| Task requirements |
Show each line from the entries below that contains the word "water", copied in full.

| Position annotation entries |
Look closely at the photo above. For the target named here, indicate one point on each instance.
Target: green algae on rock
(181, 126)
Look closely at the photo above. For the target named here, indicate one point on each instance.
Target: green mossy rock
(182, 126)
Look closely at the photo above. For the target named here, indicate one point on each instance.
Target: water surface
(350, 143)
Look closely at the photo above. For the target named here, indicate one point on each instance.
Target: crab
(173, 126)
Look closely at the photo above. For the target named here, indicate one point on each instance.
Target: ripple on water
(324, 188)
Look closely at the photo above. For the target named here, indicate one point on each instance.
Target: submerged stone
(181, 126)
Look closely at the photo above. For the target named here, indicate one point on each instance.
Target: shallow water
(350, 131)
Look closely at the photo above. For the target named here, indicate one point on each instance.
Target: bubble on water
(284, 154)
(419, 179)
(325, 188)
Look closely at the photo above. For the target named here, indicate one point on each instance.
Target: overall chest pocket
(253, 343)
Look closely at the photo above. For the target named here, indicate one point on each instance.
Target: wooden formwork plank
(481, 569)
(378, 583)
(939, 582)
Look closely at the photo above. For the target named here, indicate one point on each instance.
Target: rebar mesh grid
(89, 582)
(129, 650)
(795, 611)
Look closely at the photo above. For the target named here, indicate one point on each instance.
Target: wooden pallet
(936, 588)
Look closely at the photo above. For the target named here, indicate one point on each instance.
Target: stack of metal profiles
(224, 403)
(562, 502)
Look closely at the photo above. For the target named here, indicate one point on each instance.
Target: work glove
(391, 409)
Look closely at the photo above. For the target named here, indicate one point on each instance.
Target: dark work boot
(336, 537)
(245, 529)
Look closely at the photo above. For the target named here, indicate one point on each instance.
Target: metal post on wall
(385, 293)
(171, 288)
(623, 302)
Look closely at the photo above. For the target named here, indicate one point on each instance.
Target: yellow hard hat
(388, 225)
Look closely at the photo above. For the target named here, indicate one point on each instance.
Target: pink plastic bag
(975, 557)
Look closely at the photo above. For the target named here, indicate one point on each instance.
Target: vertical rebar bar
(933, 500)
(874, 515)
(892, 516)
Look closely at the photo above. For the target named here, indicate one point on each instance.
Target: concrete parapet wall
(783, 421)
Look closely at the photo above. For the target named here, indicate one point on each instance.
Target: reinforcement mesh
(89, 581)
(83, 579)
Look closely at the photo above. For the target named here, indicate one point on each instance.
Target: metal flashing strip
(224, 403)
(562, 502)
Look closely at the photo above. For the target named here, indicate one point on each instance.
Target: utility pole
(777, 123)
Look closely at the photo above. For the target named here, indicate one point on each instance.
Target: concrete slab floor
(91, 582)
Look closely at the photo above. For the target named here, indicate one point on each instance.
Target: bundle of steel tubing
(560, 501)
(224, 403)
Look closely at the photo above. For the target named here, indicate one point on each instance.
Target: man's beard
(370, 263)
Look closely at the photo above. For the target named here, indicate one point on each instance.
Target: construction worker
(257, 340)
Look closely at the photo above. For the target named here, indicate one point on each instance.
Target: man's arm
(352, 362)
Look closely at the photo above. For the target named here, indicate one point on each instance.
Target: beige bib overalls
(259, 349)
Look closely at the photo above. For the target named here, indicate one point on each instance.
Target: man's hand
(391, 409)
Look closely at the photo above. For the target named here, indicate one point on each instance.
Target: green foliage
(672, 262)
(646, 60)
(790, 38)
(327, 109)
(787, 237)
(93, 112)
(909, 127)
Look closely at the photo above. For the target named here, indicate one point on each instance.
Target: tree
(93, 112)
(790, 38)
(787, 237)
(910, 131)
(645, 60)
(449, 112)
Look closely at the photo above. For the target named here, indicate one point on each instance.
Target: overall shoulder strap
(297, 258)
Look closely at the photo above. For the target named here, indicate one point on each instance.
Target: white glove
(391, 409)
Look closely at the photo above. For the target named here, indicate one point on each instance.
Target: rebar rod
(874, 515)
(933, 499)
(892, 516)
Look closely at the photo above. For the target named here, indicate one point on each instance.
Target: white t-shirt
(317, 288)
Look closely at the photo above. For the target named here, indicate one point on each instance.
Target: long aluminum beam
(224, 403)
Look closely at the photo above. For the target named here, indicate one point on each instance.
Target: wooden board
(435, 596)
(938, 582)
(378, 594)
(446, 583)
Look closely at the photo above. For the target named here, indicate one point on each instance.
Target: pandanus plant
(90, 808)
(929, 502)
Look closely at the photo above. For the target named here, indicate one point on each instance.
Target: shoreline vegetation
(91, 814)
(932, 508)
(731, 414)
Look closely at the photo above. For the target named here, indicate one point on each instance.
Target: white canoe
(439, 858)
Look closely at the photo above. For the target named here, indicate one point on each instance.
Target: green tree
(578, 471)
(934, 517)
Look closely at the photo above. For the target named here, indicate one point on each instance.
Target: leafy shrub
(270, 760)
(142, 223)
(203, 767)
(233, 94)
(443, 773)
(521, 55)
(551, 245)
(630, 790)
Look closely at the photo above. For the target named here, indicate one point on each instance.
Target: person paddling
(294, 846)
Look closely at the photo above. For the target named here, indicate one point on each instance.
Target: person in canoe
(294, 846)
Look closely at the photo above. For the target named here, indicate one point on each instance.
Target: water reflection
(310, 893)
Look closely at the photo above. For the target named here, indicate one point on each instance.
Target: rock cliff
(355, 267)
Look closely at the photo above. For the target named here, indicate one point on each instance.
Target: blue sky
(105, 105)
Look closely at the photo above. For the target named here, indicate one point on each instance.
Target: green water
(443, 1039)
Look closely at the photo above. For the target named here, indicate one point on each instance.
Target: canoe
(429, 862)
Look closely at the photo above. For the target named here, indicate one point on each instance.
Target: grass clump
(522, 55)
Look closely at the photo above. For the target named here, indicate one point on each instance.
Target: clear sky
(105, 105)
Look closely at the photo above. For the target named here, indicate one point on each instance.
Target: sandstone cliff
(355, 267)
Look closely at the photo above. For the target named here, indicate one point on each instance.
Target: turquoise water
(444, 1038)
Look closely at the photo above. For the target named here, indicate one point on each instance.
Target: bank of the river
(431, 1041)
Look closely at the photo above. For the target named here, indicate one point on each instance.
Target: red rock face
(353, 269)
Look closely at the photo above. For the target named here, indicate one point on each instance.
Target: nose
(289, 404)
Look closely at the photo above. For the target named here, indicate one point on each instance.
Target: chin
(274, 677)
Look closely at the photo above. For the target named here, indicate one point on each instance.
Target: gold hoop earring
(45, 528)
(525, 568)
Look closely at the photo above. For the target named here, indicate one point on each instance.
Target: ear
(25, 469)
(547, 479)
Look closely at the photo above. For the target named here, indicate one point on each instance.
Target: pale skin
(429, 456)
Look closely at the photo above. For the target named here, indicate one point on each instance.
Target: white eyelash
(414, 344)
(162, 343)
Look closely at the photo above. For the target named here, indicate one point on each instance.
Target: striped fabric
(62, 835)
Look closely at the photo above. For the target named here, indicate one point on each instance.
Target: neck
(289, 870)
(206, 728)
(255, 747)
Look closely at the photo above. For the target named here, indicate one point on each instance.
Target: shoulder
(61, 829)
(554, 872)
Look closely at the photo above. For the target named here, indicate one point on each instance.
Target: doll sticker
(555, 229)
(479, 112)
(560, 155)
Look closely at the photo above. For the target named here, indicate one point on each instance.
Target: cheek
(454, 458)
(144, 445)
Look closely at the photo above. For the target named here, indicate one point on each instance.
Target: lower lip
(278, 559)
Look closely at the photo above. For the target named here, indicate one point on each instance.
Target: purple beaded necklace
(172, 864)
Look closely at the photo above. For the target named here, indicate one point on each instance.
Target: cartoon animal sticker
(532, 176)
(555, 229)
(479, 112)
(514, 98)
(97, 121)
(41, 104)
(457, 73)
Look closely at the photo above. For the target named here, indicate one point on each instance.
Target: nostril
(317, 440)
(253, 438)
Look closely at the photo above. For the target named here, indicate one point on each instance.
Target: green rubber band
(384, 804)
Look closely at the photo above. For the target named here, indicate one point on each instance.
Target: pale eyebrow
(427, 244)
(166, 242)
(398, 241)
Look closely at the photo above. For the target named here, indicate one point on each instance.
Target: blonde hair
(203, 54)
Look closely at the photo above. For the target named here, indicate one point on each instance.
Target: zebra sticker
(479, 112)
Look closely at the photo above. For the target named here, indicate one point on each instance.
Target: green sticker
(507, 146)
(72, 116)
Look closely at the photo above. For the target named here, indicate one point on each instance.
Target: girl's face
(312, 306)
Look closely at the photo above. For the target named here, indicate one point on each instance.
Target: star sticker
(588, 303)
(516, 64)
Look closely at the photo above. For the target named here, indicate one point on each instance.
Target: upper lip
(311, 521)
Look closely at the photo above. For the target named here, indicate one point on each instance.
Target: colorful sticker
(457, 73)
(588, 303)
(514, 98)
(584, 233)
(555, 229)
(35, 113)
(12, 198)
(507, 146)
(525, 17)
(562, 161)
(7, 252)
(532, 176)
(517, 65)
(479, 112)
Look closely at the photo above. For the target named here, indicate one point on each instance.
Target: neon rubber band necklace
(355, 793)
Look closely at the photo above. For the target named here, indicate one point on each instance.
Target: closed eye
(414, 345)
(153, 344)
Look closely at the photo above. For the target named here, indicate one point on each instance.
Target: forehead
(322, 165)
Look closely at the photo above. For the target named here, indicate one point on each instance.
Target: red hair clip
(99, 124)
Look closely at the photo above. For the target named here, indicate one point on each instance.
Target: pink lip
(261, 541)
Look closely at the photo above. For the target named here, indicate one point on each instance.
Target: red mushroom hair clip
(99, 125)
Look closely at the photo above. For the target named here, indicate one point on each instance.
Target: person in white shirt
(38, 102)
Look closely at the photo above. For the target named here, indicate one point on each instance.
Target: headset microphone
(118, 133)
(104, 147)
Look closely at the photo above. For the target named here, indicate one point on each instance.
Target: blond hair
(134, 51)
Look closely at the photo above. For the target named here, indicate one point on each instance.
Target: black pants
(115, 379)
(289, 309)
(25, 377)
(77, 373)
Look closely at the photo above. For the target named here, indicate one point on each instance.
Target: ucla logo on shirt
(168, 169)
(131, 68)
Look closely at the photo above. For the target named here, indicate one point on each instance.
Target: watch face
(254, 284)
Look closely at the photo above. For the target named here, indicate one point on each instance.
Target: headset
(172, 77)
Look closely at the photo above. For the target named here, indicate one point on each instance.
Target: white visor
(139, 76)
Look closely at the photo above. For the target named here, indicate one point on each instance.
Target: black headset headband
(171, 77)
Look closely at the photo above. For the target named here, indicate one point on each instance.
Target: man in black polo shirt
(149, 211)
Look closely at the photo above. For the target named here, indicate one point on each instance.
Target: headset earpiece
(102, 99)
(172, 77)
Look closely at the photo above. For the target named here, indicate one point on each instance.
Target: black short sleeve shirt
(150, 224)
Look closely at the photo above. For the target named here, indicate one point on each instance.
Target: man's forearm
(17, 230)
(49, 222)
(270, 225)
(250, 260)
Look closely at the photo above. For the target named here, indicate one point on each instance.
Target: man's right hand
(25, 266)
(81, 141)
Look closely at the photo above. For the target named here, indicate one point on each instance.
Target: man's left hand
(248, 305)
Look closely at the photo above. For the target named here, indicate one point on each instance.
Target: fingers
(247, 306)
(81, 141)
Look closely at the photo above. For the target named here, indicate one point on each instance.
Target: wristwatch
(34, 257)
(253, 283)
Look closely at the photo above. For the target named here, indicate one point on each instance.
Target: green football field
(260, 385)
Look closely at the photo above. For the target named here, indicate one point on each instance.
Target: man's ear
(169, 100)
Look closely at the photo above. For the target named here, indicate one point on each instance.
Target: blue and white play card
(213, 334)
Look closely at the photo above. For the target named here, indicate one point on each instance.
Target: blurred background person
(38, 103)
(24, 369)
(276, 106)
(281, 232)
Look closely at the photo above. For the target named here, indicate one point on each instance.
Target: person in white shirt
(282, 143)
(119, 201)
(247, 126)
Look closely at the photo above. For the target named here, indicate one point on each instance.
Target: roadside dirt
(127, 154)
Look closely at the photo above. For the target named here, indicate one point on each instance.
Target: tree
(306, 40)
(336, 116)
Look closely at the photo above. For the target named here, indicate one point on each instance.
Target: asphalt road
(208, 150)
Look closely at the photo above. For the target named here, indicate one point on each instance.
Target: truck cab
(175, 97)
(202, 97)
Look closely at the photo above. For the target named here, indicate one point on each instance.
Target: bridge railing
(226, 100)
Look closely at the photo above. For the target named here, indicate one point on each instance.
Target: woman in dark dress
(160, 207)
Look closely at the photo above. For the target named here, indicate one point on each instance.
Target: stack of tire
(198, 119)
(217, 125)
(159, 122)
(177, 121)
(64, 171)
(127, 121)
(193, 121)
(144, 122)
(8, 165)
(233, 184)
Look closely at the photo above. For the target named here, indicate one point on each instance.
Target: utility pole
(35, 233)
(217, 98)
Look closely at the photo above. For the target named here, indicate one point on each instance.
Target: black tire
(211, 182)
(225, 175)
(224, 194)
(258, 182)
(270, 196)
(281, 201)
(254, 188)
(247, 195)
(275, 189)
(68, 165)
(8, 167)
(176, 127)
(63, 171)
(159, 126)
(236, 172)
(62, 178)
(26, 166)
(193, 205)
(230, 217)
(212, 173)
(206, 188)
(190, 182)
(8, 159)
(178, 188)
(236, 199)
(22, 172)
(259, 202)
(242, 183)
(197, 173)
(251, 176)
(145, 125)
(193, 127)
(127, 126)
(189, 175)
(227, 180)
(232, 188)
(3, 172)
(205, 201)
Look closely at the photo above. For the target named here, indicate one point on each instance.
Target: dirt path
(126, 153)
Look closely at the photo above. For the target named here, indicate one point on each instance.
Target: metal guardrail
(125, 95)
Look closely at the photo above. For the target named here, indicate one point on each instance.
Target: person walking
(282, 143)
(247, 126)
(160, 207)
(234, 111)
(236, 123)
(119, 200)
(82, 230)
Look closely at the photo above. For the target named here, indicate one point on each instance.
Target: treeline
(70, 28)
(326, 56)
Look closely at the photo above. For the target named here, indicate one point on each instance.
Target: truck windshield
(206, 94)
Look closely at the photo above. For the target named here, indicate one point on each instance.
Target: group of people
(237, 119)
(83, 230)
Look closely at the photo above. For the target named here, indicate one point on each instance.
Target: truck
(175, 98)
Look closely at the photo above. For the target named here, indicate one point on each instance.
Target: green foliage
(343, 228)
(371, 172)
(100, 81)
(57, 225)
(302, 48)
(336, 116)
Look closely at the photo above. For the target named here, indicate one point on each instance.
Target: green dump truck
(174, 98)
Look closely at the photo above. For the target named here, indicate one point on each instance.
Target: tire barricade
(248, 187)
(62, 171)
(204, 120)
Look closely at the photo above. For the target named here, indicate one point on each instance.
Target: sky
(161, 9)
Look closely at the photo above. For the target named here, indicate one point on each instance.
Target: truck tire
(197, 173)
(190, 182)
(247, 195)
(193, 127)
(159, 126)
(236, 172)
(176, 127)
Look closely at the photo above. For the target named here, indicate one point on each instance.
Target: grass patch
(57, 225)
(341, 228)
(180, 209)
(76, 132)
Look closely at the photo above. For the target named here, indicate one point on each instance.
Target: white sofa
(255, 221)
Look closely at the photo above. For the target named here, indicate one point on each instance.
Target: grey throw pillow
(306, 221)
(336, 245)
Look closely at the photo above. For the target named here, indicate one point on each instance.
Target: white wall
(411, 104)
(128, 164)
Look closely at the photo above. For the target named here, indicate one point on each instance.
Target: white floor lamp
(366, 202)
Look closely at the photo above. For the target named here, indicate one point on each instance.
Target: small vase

| Solved exercise |
Target: water surface
Target: ripple on water
Target: shallow water
Target: bubble on water
Target: water reflection
Target: green water
Target: turquoise water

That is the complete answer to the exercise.